Point annotation dataset records:
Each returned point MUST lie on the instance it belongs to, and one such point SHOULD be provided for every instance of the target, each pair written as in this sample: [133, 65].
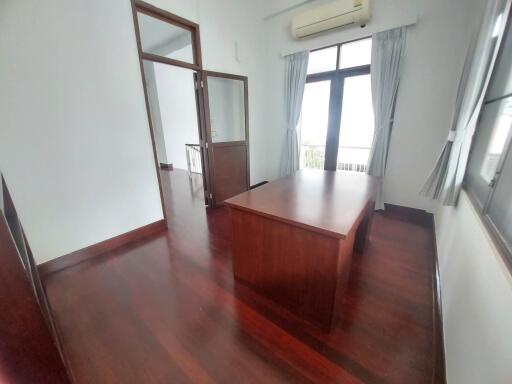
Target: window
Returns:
[488, 179]
[336, 122]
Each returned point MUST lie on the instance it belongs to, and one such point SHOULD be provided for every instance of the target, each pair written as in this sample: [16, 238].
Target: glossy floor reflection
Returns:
[166, 309]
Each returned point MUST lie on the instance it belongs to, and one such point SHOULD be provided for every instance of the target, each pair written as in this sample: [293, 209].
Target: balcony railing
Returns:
[349, 158]
[193, 158]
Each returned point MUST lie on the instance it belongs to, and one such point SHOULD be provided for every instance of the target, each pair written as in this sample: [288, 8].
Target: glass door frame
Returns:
[208, 130]
[337, 79]
[199, 75]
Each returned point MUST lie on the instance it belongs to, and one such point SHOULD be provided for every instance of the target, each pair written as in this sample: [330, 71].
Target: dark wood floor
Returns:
[166, 309]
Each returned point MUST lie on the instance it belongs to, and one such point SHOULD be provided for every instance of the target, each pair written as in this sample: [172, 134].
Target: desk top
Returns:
[323, 201]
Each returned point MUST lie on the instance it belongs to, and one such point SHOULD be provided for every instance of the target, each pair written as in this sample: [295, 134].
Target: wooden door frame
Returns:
[197, 66]
[245, 80]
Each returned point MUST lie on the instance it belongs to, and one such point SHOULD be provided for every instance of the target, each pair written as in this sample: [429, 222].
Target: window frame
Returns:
[337, 78]
[504, 249]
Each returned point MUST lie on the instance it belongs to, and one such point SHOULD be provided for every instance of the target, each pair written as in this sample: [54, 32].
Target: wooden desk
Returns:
[293, 239]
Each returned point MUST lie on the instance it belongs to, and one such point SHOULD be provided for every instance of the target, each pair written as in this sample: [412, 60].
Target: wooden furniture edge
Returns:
[321, 231]
[97, 249]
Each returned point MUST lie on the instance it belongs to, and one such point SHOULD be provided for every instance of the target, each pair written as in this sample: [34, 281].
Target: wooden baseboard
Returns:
[259, 184]
[83, 254]
[439, 362]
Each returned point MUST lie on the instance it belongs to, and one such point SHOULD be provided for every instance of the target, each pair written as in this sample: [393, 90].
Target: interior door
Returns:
[227, 128]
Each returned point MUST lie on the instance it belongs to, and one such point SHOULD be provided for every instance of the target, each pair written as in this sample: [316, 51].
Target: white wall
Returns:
[434, 55]
[476, 292]
[178, 113]
[74, 140]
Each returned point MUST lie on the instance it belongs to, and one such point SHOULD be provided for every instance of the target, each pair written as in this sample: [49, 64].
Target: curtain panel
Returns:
[445, 180]
[387, 52]
[295, 81]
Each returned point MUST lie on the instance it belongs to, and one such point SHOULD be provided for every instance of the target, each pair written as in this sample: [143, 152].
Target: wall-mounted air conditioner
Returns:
[332, 15]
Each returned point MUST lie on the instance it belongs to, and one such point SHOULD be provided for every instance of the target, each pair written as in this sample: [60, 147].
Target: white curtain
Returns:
[387, 51]
[295, 81]
[445, 180]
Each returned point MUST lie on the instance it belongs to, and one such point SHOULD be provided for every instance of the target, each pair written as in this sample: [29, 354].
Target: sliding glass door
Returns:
[336, 126]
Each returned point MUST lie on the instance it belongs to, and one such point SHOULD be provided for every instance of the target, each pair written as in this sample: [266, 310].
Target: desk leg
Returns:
[363, 231]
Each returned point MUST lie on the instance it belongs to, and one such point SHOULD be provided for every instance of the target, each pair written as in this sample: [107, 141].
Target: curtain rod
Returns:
[359, 33]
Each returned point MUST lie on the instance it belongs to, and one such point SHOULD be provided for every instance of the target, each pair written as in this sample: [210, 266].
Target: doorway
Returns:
[198, 119]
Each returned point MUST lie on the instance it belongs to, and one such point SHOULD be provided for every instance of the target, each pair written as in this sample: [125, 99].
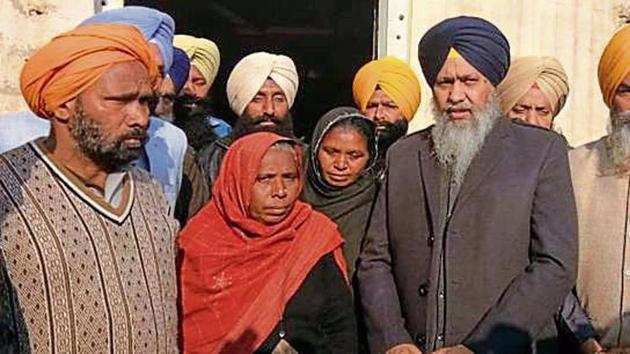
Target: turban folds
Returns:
[156, 26]
[478, 41]
[249, 75]
[614, 64]
[546, 72]
[394, 77]
[73, 61]
[203, 54]
[180, 69]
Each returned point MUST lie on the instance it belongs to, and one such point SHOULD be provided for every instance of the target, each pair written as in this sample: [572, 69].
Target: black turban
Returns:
[478, 41]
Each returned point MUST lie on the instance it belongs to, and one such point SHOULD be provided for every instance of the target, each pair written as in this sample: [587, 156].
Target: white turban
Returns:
[249, 75]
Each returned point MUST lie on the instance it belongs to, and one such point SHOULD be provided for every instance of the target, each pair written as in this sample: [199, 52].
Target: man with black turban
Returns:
[472, 242]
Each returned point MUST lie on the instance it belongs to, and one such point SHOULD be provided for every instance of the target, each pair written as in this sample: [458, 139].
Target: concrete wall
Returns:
[574, 31]
[26, 25]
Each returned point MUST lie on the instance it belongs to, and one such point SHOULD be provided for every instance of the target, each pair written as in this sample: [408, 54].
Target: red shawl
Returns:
[238, 274]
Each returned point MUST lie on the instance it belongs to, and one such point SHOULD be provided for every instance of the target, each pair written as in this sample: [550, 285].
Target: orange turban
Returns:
[73, 61]
[394, 77]
[614, 64]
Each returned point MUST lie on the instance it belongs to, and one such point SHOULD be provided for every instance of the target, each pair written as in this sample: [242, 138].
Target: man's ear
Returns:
[65, 111]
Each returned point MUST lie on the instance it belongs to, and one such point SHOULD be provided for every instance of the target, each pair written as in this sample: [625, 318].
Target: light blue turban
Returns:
[157, 27]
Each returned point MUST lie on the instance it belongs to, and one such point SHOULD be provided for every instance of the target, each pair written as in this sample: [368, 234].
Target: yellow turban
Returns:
[203, 54]
[394, 77]
[546, 72]
[614, 64]
[249, 75]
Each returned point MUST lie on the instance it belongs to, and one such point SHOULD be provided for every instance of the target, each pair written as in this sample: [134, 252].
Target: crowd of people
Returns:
[134, 220]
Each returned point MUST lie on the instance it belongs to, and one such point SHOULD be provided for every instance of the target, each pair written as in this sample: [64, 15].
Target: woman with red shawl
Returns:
[261, 271]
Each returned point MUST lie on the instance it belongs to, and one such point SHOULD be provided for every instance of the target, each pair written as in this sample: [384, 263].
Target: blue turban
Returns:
[478, 41]
[156, 26]
[180, 69]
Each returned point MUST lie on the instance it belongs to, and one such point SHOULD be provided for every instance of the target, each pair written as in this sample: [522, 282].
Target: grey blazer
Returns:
[510, 245]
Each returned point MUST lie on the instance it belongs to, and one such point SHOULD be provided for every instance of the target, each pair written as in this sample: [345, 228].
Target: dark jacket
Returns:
[210, 157]
[319, 318]
[510, 244]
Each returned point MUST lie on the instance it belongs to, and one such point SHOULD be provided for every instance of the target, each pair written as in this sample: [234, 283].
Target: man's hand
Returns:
[460, 349]
[591, 346]
[404, 349]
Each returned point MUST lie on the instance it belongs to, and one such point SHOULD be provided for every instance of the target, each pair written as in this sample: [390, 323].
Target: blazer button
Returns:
[421, 340]
[423, 290]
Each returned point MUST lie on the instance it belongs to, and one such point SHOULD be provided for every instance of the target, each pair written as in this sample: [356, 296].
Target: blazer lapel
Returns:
[492, 153]
[432, 184]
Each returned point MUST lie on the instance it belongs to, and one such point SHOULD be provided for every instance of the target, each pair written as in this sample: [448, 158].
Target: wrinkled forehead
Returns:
[270, 87]
[124, 78]
[454, 67]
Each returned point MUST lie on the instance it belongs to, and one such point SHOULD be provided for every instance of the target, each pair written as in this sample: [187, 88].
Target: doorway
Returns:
[329, 40]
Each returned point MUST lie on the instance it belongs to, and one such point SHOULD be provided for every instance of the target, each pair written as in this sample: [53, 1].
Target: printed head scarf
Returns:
[73, 61]
[545, 72]
[156, 26]
[203, 54]
[180, 69]
[614, 64]
[247, 269]
[476, 40]
[249, 75]
[349, 207]
[394, 77]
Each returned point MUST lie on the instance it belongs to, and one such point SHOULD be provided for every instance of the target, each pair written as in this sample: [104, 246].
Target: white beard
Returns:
[456, 143]
[618, 144]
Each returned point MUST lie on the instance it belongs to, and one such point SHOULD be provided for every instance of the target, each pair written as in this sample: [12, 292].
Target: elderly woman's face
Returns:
[342, 155]
[276, 187]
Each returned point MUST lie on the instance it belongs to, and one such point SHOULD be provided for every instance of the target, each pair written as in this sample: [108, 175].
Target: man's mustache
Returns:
[266, 118]
[137, 133]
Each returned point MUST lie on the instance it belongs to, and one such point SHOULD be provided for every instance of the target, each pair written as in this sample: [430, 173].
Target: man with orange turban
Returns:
[88, 256]
[601, 176]
[388, 92]
[534, 90]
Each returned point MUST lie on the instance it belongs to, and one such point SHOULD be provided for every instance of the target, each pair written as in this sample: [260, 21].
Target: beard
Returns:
[456, 143]
[618, 145]
[109, 152]
[247, 125]
[190, 116]
[187, 105]
[390, 133]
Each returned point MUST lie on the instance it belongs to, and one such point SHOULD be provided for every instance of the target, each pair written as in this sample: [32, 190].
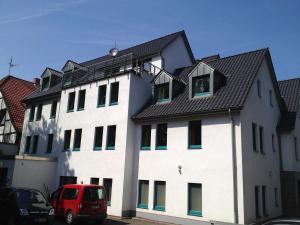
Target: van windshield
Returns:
[93, 194]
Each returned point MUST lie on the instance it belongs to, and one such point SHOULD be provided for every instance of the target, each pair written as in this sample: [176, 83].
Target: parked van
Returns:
[78, 201]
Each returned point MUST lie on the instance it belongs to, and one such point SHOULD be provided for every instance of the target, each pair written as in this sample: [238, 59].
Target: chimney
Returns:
[36, 82]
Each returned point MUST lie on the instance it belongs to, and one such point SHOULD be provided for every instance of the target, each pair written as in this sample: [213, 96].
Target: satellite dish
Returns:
[113, 52]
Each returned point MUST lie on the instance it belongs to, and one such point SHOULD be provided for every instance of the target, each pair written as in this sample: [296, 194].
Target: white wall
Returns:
[259, 169]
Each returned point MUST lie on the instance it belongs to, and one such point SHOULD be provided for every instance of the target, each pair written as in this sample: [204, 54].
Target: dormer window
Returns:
[201, 85]
[162, 92]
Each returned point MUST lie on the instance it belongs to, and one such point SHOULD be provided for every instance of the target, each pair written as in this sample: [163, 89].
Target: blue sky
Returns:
[49, 32]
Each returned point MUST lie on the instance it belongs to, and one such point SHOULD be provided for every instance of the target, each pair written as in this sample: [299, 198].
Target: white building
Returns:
[171, 138]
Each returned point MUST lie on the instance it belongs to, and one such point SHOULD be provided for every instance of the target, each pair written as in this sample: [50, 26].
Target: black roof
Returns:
[239, 70]
[290, 92]
[144, 50]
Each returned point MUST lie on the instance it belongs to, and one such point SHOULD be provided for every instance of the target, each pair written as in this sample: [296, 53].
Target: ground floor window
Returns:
[159, 195]
[107, 183]
[194, 199]
[143, 194]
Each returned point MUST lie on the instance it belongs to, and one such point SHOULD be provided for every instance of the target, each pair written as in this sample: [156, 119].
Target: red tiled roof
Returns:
[13, 91]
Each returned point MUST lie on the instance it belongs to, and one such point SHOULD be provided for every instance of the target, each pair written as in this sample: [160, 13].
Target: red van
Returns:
[79, 201]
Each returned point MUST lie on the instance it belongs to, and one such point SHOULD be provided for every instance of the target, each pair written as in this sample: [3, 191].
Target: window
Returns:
[276, 197]
[200, 85]
[159, 195]
[101, 96]
[53, 110]
[39, 112]
[27, 144]
[195, 134]
[35, 143]
[107, 183]
[256, 189]
[264, 196]
[71, 102]
[81, 100]
[261, 140]
[258, 88]
[146, 137]
[114, 93]
[254, 142]
[143, 194]
[162, 92]
[271, 97]
[45, 83]
[94, 180]
[98, 138]
[32, 112]
[77, 140]
[67, 140]
[296, 149]
[111, 137]
[161, 136]
[49, 143]
[194, 199]
[70, 194]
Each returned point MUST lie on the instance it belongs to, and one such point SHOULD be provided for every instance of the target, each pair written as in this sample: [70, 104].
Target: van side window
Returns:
[70, 194]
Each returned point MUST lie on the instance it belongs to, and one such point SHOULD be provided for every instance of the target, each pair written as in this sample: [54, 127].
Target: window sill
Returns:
[161, 148]
[195, 213]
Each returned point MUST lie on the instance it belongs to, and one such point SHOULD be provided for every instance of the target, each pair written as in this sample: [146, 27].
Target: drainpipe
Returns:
[234, 167]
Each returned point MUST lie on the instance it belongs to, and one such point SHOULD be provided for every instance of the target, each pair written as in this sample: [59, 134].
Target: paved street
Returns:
[117, 221]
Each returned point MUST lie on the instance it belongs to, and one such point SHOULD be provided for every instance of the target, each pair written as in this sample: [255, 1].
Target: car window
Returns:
[70, 193]
[30, 196]
[93, 194]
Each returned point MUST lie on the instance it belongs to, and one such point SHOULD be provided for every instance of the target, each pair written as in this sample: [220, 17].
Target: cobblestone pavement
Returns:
[117, 221]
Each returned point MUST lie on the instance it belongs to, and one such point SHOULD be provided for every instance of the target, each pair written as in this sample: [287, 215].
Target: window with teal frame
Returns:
[146, 137]
[77, 140]
[114, 93]
[111, 137]
[162, 92]
[195, 133]
[159, 196]
[194, 199]
[98, 138]
[81, 100]
[143, 194]
[101, 96]
[201, 85]
[161, 136]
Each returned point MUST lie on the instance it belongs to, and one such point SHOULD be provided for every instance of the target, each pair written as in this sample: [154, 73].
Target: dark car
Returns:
[24, 206]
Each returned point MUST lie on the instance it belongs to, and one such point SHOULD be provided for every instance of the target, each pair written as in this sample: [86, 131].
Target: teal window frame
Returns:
[140, 204]
[107, 183]
[49, 143]
[110, 129]
[102, 89]
[114, 87]
[159, 207]
[202, 77]
[71, 101]
[159, 135]
[98, 129]
[193, 212]
[53, 110]
[77, 139]
[145, 146]
[192, 146]
[81, 100]
[39, 112]
[67, 135]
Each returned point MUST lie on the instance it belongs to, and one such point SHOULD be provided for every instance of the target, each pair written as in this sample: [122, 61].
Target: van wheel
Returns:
[69, 218]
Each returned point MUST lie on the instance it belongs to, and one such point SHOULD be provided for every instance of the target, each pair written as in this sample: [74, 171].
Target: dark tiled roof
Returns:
[13, 90]
[240, 71]
[290, 92]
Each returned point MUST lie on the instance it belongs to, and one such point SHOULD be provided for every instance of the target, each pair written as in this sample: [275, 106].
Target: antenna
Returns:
[11, 65]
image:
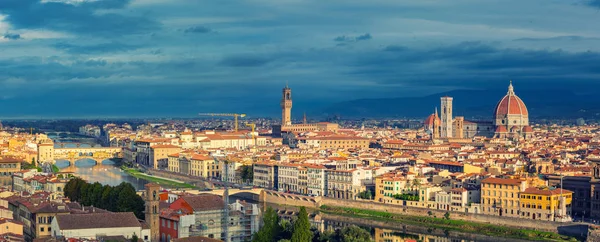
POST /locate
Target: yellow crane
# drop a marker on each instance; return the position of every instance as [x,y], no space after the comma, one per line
[234,115]
[253,126]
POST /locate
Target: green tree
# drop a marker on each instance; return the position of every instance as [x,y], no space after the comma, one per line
[134,238]
[271,228]
[302,231]
[354,234]
[105,198]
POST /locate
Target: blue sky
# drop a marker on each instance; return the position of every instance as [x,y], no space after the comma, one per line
[83,58]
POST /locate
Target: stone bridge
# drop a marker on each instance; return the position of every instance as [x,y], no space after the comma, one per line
[98,154]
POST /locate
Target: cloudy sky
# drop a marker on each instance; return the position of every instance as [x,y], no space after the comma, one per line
[100,58]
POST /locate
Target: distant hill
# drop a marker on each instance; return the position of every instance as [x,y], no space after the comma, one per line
[473,104]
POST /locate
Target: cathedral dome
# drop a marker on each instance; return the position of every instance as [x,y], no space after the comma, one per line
[429,120]
[511,110]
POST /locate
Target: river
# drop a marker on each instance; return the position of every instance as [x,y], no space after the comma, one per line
[107,173]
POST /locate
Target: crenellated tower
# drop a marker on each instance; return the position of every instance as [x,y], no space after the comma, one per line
[286,106]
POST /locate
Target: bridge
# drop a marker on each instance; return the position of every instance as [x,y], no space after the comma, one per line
[98,154]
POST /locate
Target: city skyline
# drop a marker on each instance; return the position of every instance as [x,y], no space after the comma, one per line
[121,58]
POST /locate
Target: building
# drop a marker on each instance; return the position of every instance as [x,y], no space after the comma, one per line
[433,125]
[546,204]
[204,166]
[500,196]
[446,118]
[337,142]
[8,166]
[265,175]
[315,179]
[159,155]
[286,106]
[94,225]
[510,120]
[10,226]
[152,199]
[582,193]
[287,126]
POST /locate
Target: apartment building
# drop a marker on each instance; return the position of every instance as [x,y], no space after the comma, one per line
[500,196]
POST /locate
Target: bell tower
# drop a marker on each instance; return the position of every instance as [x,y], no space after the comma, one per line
[286,106]
[152,213]
[446,117]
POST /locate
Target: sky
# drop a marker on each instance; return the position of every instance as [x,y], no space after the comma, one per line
[143,58]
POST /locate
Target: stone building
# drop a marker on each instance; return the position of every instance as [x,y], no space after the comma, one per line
[510,120]
[287,126]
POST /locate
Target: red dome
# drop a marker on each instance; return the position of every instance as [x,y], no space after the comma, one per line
[429,120]
[510,104]
[501,129]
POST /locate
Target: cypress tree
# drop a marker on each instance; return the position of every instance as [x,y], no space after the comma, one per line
[302,231]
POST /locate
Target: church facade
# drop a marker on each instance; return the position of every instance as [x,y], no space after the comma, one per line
[510,120]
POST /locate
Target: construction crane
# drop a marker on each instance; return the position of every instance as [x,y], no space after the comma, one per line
[253,126]
[234,115]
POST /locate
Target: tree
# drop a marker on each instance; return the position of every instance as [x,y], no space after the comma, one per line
[271,228]
[354,234]
[302,231]
[134,238]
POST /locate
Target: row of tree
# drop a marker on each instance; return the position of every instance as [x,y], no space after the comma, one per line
[121,198]
[299,230]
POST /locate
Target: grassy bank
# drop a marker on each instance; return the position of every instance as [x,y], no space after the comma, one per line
[448,224]
[164,182]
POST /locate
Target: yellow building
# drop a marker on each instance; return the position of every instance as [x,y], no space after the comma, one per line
[159,155]
[388,185]
[501,196]
[338,142]
[204,166]
[10,226]
[15,143]
[546,204]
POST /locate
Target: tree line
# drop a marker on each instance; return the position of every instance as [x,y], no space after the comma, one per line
[299,230]
[121,198]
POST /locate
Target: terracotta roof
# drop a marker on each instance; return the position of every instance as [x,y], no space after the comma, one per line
[493,180]
[546,192]
[204,202]
[97,220]
[510,104]
[196,239]
[164,146]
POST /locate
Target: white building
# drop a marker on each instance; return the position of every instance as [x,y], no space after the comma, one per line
[93,225]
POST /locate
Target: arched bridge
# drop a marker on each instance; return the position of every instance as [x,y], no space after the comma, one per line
[98,154]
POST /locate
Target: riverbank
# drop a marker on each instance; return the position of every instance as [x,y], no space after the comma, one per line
[159,180]
[448,224]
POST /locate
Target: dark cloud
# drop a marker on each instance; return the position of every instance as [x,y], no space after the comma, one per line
[111,47]
[477,65]
[76,18]
[198,30]
[395,48]
[12,36]
[558,38]
[594,3]
[244,61]
[366,36]
[347,39]
[342,38]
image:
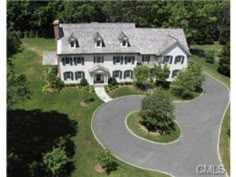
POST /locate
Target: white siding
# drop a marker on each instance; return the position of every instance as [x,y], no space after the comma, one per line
[108,63]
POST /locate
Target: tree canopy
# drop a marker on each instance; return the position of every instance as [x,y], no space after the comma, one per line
[158,112]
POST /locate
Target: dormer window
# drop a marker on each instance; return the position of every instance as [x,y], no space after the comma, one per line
[99,42]
[124,43]
[73,41]
[124,40]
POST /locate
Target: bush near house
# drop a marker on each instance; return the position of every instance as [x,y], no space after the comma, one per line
[161,74]
[83,82]
[112,81]
[158,112]
[142,74]
[188,81]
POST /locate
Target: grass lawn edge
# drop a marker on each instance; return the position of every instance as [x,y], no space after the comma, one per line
[150,140]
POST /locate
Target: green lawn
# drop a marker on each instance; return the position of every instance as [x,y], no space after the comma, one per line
[212,69]
[126,90]
[68,102]
[133,122]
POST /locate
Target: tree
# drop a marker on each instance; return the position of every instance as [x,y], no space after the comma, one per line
[13,44]
[183,86]
[210,57]
[142,74]
[54,83]
[224,64]
[106,160]
[197,75]
[17,84]
[17,87]
[55,160]
[188,81]
[158,112]
[161,73]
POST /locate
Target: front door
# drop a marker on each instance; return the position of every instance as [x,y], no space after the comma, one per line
[99,78]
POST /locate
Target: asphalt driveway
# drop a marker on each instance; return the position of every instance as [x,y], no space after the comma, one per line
[197,149]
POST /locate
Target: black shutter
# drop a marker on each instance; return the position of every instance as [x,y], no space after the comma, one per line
[70,60]
[64,75]
[171,58]
[132,60]
[75,60]
[72,75]
[131,74]
[182,60]
[63,61]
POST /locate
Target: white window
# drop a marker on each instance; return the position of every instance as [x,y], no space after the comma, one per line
[145,58]
[68,75]
[98,59]
[117,59]
[128,74]
[175,73]
[67,60]
[179,59]
[117,74]
[79,60]
[79,75]
[98,43]
[167,59]
[129,59]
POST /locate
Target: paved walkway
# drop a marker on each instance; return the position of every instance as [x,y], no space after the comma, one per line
[199,120]
[101,93]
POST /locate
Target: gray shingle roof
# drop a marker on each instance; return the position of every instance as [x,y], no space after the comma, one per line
[141,40]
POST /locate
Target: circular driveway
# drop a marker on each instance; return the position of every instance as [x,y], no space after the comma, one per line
[199,120]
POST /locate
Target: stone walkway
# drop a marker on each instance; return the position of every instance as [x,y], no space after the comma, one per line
[101,93]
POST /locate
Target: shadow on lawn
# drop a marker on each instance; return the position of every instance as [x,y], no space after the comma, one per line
[32,133]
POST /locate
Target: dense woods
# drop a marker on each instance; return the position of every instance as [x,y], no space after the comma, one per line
[203,22]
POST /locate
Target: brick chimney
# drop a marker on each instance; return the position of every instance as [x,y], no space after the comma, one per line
[56,29]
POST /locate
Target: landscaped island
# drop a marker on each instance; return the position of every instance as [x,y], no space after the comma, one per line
[134,123]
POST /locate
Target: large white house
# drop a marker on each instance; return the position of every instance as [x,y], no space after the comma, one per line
[97,51]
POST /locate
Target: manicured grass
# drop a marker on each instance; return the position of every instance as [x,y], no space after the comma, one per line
[126,90]
[68,102]
[212,69]
[133,122]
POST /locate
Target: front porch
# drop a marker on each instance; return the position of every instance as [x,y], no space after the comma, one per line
[99,75]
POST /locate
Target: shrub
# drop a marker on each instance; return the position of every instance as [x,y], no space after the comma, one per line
[112,81]
[158,112]
[142,74]
[83,82]
[210,57]
[106,160]
[31,34]
[188,81]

#### EXERCISE GOAL
Pull out every line of the records that contains the word "driveway", and copy each of those lines unchanged.

#### SOLUTION BELOW
Target: asphalt driveway
Target: circular driveway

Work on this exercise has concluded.